◆ **Exercise description**: Take the records underneath and set them down exactly.

● ● ● ● ● ● ●

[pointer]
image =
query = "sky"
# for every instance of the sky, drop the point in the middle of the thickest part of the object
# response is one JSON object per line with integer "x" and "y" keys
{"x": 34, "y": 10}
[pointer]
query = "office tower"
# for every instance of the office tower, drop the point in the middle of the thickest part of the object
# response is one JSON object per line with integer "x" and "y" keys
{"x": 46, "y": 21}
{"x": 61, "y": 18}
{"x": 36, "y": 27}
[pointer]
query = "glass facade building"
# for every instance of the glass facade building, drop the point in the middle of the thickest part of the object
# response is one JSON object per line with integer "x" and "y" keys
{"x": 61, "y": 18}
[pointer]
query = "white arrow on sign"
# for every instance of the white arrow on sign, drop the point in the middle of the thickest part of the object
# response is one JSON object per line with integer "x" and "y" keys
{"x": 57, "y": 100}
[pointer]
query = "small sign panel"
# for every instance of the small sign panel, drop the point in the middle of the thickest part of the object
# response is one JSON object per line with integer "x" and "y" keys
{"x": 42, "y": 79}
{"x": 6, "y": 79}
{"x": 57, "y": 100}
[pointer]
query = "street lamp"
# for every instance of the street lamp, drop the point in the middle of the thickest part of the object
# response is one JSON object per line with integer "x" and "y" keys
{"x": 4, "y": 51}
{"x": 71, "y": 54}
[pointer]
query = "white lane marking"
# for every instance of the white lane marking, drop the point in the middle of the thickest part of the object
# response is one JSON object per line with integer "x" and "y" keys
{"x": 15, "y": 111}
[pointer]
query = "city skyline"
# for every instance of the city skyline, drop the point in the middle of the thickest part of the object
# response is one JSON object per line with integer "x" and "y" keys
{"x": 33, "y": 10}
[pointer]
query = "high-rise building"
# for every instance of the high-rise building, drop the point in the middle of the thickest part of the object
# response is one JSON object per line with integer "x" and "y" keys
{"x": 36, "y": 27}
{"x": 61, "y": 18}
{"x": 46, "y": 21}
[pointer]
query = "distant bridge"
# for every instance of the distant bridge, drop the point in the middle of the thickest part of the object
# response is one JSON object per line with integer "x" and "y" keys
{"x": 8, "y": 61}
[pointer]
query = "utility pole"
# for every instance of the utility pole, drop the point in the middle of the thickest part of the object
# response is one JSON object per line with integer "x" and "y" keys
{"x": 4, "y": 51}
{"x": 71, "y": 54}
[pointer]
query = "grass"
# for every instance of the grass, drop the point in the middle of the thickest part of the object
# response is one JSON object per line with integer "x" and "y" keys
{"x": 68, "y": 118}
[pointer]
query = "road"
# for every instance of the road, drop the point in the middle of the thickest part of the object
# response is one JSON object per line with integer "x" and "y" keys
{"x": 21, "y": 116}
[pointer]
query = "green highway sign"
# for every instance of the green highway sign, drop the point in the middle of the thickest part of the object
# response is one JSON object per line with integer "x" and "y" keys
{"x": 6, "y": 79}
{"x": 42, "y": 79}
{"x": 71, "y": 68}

● ● ● ● ● ● ●

◆ **Correct output**:
[pointer]
image =
query = "sky"
# for every instance of the sky, drop the point in the middle of the thickest part of the object
# response is one JSON object per line with integer "x" and "y" keys
{"x": 34, "y": 10}
[pointer]
query = "office tower"
# for every instance of the office tower, drop the point in the middle of the thickest part of the object
# response is one JSON object per line with integer "x" and "y" keys
{"x": 46, "y": 21}
{"x": 61, "y": 18}
{"x": 36, "y": 27}
[pointer]
query = "glass facade building"
# for every instance of the glass facade building, drop the point in the middle of the thickest part of the object
# response is one JSON object per line with integer "x" and "y" keys
{"x": 61, "y": 18}
[pointer]
query = "white arrow on sign"
# for every instance of the white arrow on sign, drop the point in the middle of the thickest part of the object
# response is one JSON object per line with integer "x" and "y" keys
{"x": 57, "y": 100}
[pointer]
query = "small sign panel"
# for every instance of the small sign panel, drop the point in the middle of the thickest part of the object
# response is one JSON object per line with integer "x" and "y" keys
{"x": 42, "y": 79}
{"x": 6, "y": 79}
{"x": 57, "y": 100}
[pointer]
query = "street lamp"
# for every instance of the street lamp, drop the point in the middle of the thickest part of the object
# response is one JSON object per line with integer "x" and "y" keys
{"x": 4, "y": 51}
{"x": 71, "y": 54}
[pointer]
query = "white lane marking"
# for every instance of the white lane marking, drop the point in the middle of the thickest part of the object
# response is one JSON object per line with integer "x" and "y" keys
{"x": 15, "y": 111}
[pointer]
query = "city skyline"
# for every instance of the city skyline, drop the point in the middle of the thickest part of the object
# response is one JSON object per line with integer "x" and "y" keys
{"x": 33, "y": 10}
[pointer]
query = "high-rise building"
# for every instance of the high-rise building, drop the point in the middle of the thickest part of the object
# response is one JSON object per line with integer "x" and "y" keys
{"x": 36, "y": 27}
{"x": 61, "y": 18}
{"x": 46, "y": 21}
[pointer]
query = "distant bridge"
# for every instance of the distant bridge, drop the point in the middle of the thickest part of the object
# response is one JSON object per line with integer "x" and "y" keys
{"x": 8, "y": 61}
[pointer]
query = "utility pole"
# for every instance of the utility pole, drop the point in the middle of the thickest part of the object
# response is one JSON object per line with integer "x" and "y" keys
{"x": 4, "y": 51}
{"x": 71, "y": 54}
[pointer]
query = "grass"
# for every instance of the grass, drop the point in the middle of the thickest part of the object
# response is one JSON object per line with integer "x" and "y" keys
{"x": 68, "y": 118}
[pointer]
query = "road"
# for every instance of the road, drop the point in the middle of the thickest part of the object
# response is one JSON object per line with integer "x" and "y" keys
{"x": 21, "y": 116}
[pointer]
query = "green highway sign"
# for every instance of the green highway sign, drop the point in the middle of the thickest part of the object
# response is one JSON object per line with integer "x" and "y" keys
{"x": 6, "y": 79}
{"x": 42, "y": 79}
{"x": 71, "y": 68}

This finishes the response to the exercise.